↓↓↓
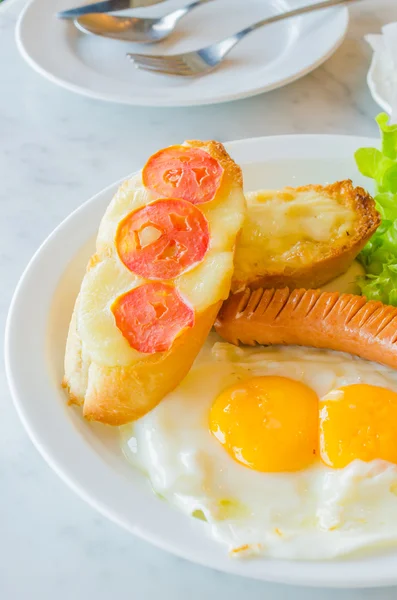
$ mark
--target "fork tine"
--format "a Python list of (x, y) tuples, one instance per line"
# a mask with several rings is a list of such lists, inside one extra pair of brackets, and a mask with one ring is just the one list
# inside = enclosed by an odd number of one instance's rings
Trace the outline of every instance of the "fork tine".
[(183, 67), (180, 66), (170, 66), (164, 64), (156, 64), (156, 65), (147, 65), (139, 62), (133, 61), (134, 65), (141, 69), (142, 71), (151, 71), (156, 73), (164, 73), (167, 75), (181, 75), (181, 76), (189, 76), (192, 74), (191, 69), (189, 69), (186, 65)]
[(132, 62), (135, 65), (135, 67), (138, 67), (138, 69), (146, 69), (148, 71), (159, 71), (161, 69), (168, 70), (165, 65), (160, 64), (160, 63), (153, 64), (153, 63), (140, 62), (138, 60), (133, 60)]
[(179, 65), (184, 64), (183, 59), (179, 55), (158, 56), (156, 54), (127, 54), (130, 60), (141, 64), (152, 65)]
[(135, 65), (137, 69), (139, 69), (139, 71), (147, 71), (148, 73), (161, 73), (162, 75), (170, 75), (170, 76), (174, 76), (174, 77), (189, 77), (191, 76), (193, 73), (191, 71), (188, 72), (181, 72), (175, 69), (166, 69), (166, 68), (161, 68), (161, 67), (143, 67), (143, 66), (139, 66), (139, 65)]
[(182, 59), (178, 59), (177, 61), (158, 60), (153, 59), (153, 56), (144, 56), (143, 58), (142, 56), (129, 56), (129, 58), (140, 69), (161, 71), (174, 75), (190, 75), (193, 72)]
[(167, 61), (152, 61), (152, 60), (135, 60), (135, 64), (142, 65), (144, 67), (153, 67), (158, 69), (183, 69), (183, 63), (172, 63)]

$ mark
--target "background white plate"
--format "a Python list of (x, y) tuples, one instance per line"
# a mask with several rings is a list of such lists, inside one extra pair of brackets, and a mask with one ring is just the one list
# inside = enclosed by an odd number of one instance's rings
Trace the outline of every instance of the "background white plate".
[(367, 75), (367, 83), (372, 98), (389, 115), (392, 112), (391, 100), (393, 98), (393, 85), (390, 81), (390, 71), (378, 53), (374, 52), (371, 66)]
[[(244, 171), (246, 190), (325, 183), (357, 173), (353, 153), (376, 140), (345, 136), (283, 136), (228, 145)], [(397, 583), (397, 551), (334, 562), (230, 559), (206, 524), (157, 498), (123, 458), (117, 430), (83, 421), (61, 389), (67, 327), (98, 223), (113, 184), (72, 213), (27, 267), (6, 330), (6, 367), (18, 413), (37, 448), (81, 497), (103, 515), (161, 548), (194, 562), (267, 581), (317, 586)]]
[[(87, 36), (55, 17), (81, 0), (31, 0), (17, 25), (23, 57), (39, 73), (71, 91), (142, 106), (189, 106), (235, 100), (268, 91), (319, 66), (342, 42), (348, 10), (337, 7), (260, 29), (205, 77), (178, 79), (138, 71), (128, 51), (174, 53), (212, 43), (275, 12), (316, 0), (216, 0), (179, 24), (172, 38), (137, 45)], [(188, 0), (169, 0), (136, 15), (161, 15)]]

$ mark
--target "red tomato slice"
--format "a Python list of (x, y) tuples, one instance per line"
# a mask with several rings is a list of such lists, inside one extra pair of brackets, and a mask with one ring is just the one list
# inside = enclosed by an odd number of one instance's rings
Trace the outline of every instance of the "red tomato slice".
[(185, 200), (157, 200), (129, 214), (116, 233), (125, 266), (145, 279), (173, 279), (203, 260), (210, 240), (203, 213)]
[(171, 348), (175, 338), (194, 325), (194, 310), (171, 285), (145, 283), (115, 300), (116, 325), (130, 346), (154, 354)]
[(223, 175), (215, 158), (200, 148), (170, 146), (153, 154), (142, 171), (143, 184), (159, 196), (192, 204), (213, 200)]

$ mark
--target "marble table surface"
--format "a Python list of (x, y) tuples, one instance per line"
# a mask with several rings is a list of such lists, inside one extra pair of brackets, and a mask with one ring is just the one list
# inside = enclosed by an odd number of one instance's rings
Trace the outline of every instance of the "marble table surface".
[[(6, 0), (7, 1), (7, 0)], [(16, 0), (0, 10), (0, 319), (27, 261), (81, 202), (184, 138), (283, 133), (376, 135), (369, 32), (397, 20), (395, 0), (351, 8), (347, 38), (284, 89), (227, 105), (144, 109), (89, 100), (42, 79), (18, 55)], [(69, 490), (27, 438), (0, 366), (0, 598), (96, 600), (391, 600), (397, 588), (310, 590), (244, 580), (174, 558), (106, 521)]]

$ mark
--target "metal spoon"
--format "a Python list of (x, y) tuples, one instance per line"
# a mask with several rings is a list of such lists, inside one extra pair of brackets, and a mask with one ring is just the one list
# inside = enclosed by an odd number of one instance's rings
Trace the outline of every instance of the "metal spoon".
[(91, 13), (74, 19), (80, 31), (106, 38), (124, 40), (126, 42), (150, 43), (159, 42), (168, 37), (177, 23), (193, 9), (212, 2), (212, 0), (195, 0), (183, 8), (179, 8), (158, 18), (120, 17), (105, 13)]

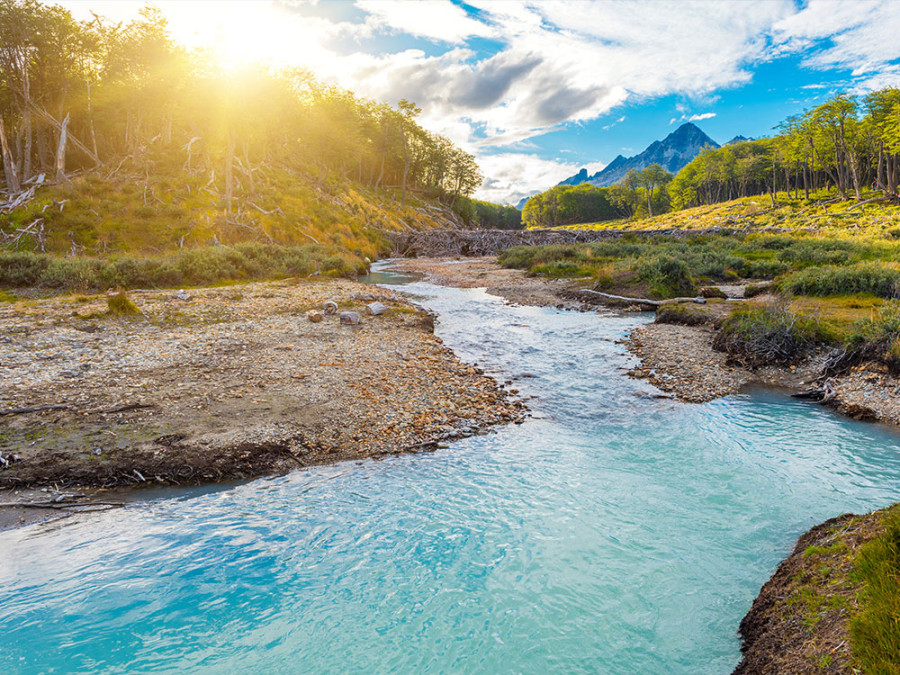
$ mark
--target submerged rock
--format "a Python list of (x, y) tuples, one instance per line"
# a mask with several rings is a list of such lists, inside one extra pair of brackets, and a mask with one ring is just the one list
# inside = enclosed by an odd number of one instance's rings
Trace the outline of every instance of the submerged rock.
[(356, 326), (360, 321), (358, 312), (341, 312), (340, 318), (345, 326)]
[(370, 302), (366, 305), (366, 309), (369, 310), (369, 314), (372, 316), (378, 316), (379, 314), (384, 314), (387, 311), (387, 305), (382, 305), (380, 302)]
[(306, 313), (306, 318), (312, 323), (319, 323), (324, 317), (319, 310), (311, 309)]

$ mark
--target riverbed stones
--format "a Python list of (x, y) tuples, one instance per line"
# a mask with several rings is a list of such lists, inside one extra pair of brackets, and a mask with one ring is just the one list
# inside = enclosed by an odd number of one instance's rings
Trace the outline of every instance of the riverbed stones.
[(344, 326), (358, 326), (360, 322), (359, 312), (341, 312), (341, 324)]
[(322, 316), (322, 312), (320, 312), (319, 310), (311, 309), (306, 313), (306, 318), (312, 323), (320, 323), (325, 317)]
[(377, 301), (370, 302), (368, 305), (366, 305), (366, 309), (372, 316), (378, 316), (379, 314), (384, 314), (387, 311), (387, 305), (383, 305)]

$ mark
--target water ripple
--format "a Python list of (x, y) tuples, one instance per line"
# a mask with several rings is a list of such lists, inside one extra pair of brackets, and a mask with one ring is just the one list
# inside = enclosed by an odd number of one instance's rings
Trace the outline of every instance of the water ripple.
[(647, 396), (646, 317), (409, 290), (537, 419), (0, 533), (0, 671), (724, 673), (801, 531), (900, 499), (880, 427)]

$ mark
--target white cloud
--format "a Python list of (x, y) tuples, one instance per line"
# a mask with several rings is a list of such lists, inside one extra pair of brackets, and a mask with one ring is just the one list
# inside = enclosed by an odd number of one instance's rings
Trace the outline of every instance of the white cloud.
[[(500, 153), (478, 158), (487, 179), (475, 193), (478, 199), (516, 204), (523, 197), (546, 190), (582, 168), (571, 162), (542, 159), (534, 154)], [(588, 173), (603, 168), (601, 163), (588, 165)]]
[(772, 32), (783, 51), (808, 52), (806, 65), (847, 68), (855, 77), (890, 73), (896, 70), (892, 62), (900, 59), (900, 7), (895, 2), (811, 0), (777, 22)]
[(462, 42), (467, 37), (488, 37), (493, 31), (449, 0), (357, 0), (356, 6), (369, 13), (376, 27), (384, 26), (442, 42)]
[(687, 119), (688, 119), (688, 122), (699, 122), (700, 120), (711, 120), (715, 116), (716, 116), (716, 113), (714, 113), (714, 112), (706, 112), (706, 113), (701, 113), (699, 115), (691, 115)]

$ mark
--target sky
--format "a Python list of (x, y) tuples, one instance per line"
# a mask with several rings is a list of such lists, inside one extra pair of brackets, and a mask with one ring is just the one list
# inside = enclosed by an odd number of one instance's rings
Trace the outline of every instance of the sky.
[[(76, 18), (144, 2), (64, 0)], [(158, 0), (176, 41), (301, 66), (422, 108), (472, 152), (481, 199), (516, 203), (692, 121), (773, 133), (837, 93), (900, 86), (900, 0)]]

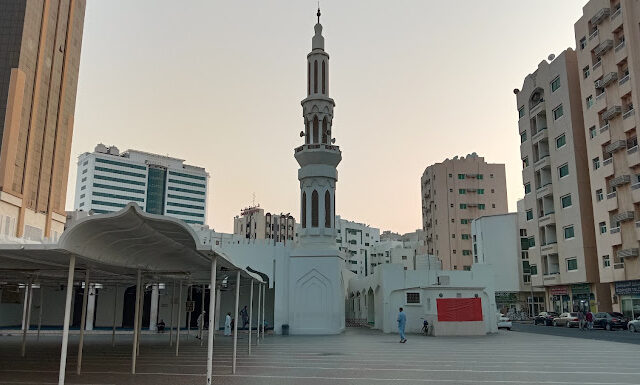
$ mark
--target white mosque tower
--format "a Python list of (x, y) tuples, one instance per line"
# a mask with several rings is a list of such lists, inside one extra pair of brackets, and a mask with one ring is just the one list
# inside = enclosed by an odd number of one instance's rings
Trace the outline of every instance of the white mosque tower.
[(333, 145), (329, 97), (329, 55), (324, 50), (320, 9), (307, 55), (307, 97), (302, 100), (304, 144), (295, 149), (300, 165), (299, 246), (289, 260), (289, 323), (292, 334), (336, 334), (344, 330), (344, 261), (336, 245), (335, 201), (342, 160)]

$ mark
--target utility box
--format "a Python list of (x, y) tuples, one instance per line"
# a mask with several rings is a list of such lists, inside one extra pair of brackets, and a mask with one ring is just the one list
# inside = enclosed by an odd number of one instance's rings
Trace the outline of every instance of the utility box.
[(289, 335), (289, 325), (288, 324), (282, 325), (282, 335), (283, 336), (288, 336)]

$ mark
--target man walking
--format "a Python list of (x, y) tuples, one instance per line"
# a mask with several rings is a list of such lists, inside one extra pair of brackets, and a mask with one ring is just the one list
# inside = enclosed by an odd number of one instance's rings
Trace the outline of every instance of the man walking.
[(587, 312), (587, 330), (593, 329), (593, 313), (591, 311)]
[(242, 310), (240, 310), (240, 316), (242, 317), (242, 328), (246, 328), (249, 323), (249, 312), (247, 311), (247, 306), (245, 305)]
[(578, 325), (580, 325), (580, 330), (584, 330), (584, 312), (582, 310), (578, 311)]
[(398, 313), (398, 333), (400, 334), (400, 342), (405, 343), (407, 339), (404, 336), (404, 327), (407, 324), (407, 315), (404, 314), (402, 308), (400, 308), (400, 312)]

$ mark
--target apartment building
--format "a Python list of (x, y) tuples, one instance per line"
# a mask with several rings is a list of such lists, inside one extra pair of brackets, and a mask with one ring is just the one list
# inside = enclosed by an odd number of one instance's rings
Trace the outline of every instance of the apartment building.
[(104, 214), (135, 202), (152, 214), (202, 225), (209, 174), (204, 168), (148, 152), (104, 144), (78, 157), (75, 210)]
[(233, 234), (245, 239), (271, 239), (274, 242), (293, 242), (296, 239), (296, 220), (290, 214), (265, 214), (264, 209), (250, 206), (233, 218)]
[(427, 167), (421, 188), (426, 253), (445, 270), (471, 269), (471, 221), (508, 211), (504, 164), (487, 163), (476, 153), (456, 156)]
[(0, 1), (0, 233), (64, 230), (85, 0)]
[(342, 219), (339, 215), (335, 221), (336, 243), (338, 249), (346, 254), (346, 268), (361, 276), (371, 274), (371, 247), (380, 242), (380, 229)]
[(600, 281), (612, 307), (640, 315), (640, 2), (591, 0), (575, 23)]
[(531, 280), (557, 312), (607, 309), (599, 284), (576, 52), (542, 61), (516, 92)]

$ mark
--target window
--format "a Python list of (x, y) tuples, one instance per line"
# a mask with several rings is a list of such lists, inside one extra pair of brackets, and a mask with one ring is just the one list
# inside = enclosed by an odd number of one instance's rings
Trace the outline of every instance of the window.
[(462, 250), (462, 255), (471, 255), (471, 250)]
[(560, 76), (556, 76), (551, 82), (551, 92), (555, 92), (558, 88), (560, 88)]
[(453, 208), (453, 203), (450, 203), (450, 204), (449, 204), (449, 206), (450, 206), (451, 208)]
[(527, 168), (529, 167), (529, 157), (526, 156), (524, 159), (522, 159), (522, 168)]
[(564, 111), (562, 110), (562, 104), (553, 109), (553, 120), (558, 120), (564, 115)]
[(564, 178), (565, 176), (569, 175), (569, 165), (567, 163), (558, 167), (558, 175), (560, 178)]
[(567, 226), (563, 230), (564, 230), (564, 239), (571, 239), (575, 237), (575, 234), (573, 231), (573, 225)]
[(587, 46), (587, 38), (585, 36), (580, 39), (580, 49), (584, 49)]
[(469, 234), (462, 234), (461, 237), (462, 239), (469, 239)]
[(530, 221), (533, 219), (533, 210), (527, 210), (527, 220)]
[(496, 190), (495, 189), (491, 189), (491, 194), (495, 193)]
[(589, 129), (589, 137), (590, 137), (591, 139), (593, 139), (593, 138), (595, 138), (595, 137), (596, 137), (596, 135), (598, 135), (598, 130), (596, 130), (596, 126), (592, 126), (592, 127)]
[(524, 116), (524, 106), (518, 108), (518, 119)]
[(602, 189), (596, 190), (596, 201), (600, 202), (604, 199), (604, 195), (602, 194)]
[(527, 141), (527, 131), (523, 131), (520, 133), (520, 143), (524, 143), (526, 141)]
[[(324, 82), (324, 62), (322, 62), (322, 80)], [(322, 84), (324, 88), (324, 83)], [(331, 194), (329, 191), (324, 192), (324, 227), (331, 227)]]
[(571, 207), (571, 194), (567, 194), (560, 198), (560, 202), (562, 202), (562, 208)]
[(483, 179), (483, 178), (484, 178), (484, 175), (478, 174), (478, 179)]
[(420, 293), (407, 293), (407, 305), (419, 304)]
[(489, 174), (489, 178), (493, 179), (493, 174)]
[(578, 259), (567, 258), (567, 271), (578, 270)]
[(556, 138), (556, 148), (564, 147), (567, 144), (567, 137), (562, 134)]
[(492, 203), (492, 204), (491, 204), (491, 208), (492, 208), (492, 209), (495, 209), (495, 208), (496, 208), (496, 204), (495, 204), (495, 203)]
[(451, 234), (451, 238), (455, 238), (455, 237), (456, 237), (456, 235), (455, 235), (455, 234)]
[(531, 183), (524, 184), (524, 193), (529, 194), (531, 192)]
[(456, 222), (456, 220), (451, 218), (451, 223), (455, 223), (455, 222)]
[(483, 188), (479, 188), (478, 189), (478, 194), (480, 194), (480, 195), (484, 194), (484, 189)]
[(589, 75), (591, 75), (591, 72), (589, 72), (589, 66), (586, 66), (582, 69), (582, 76), (586, 79)]
[(468, 219), (460, 219), (460, 223), (463, 224), (463, 225), (466, 225), (466, 224), (469, 223), (469, 220)]
[(466, 194), (466, 193), (467, 193), (467, 190), (465, 190), (463, 188), (458, 189), (458, 194)]
[(450, 188), (450, 189), (449, 189), (449, 192), (453, 192), (453, 189), (452, 189), (452, 188)]
[(458, 179), (464, 179), (464, 174), (458, 174)]
[(484, 210), (484, 203), (478, 204), (478, 210)]
[(600, 227), (600, 234), (605, 234), (607, 232), (607, 222), (600, 222), (598, 226)]
[(461, 209), (466, 209), (467, 208), (467, 204), (466, 203), (460, 203), (460, 208)]
[(453, 177), (453, 174), (449, 174), (449, 178)]
[(318, 192), (311, 193), (311, 227), (318, 227)]
[(609, 259), (608, 255), (603, 255), (602, 256), (602, 267), (609, 267), (611, 266), (611, 260)]
[(536, 245), (536, 238), (535, 237), (530, 237), (529, 238), (529, 248), (534, 247)]
[(585, 99), (585, 103), (587, 104), (587, 110), (591, 108), (591, 106), (593, 106), (593, 95), (587, 96), (587, 99)]
[(529, 265), (529, 271), (531, 272), (531, 275), (538, 275), (538, 266)]
[(597, 169), (600, 168), (600, 158), (599, 157), (596, 156), (595, 158), (593, 158), (592, 162), (593, 162), (593, 169), (594, 170), (597, 170)]
[(84, 190), (86, 188), (87, 188), (87, 186), (82, 186), (82, 187), (80, 187), (80, 191), (82, 191), (82, 190)]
↑↑↑
What this task involves:
In your answer, include only the lines above starting at the line that holds "--target man walking" and ending at the line that holds "--target apartment building", copied exactly.

Result of this exercise:
--target man walking
--format "a Python list of (x, y) tuples, one instance per line"
# a mask with several rings is a list of such lists, inside one extra pair of brackets, and a mask with one ring is just the one list
# inside = enclosed by an odd number of one instance's rings
Trace the outline of every instance of the man walking.
[(587, 312), (587, 330), (593, 329), (593, 313), (591, 311)]
[(242, 310), (240, 310), (240, 316), (242, 317), (242, 328), (246, 328), (249, 323), (249, 312), (247, 311), (247, 306), (245, 305)]
[(578, 325), (580, 325), (580, 330), (584, 330), (584, 312), (582, 310), (578, 311)]
[(398, 313), (398, 333), (400, 334), (400, 342), (405, 343), (407, 339), (404, 336), (404, 327), (407, 324), (407, 315), (404, 314), (402, 308), (400, 308), (400, 312)]

$ mark
--target apartment building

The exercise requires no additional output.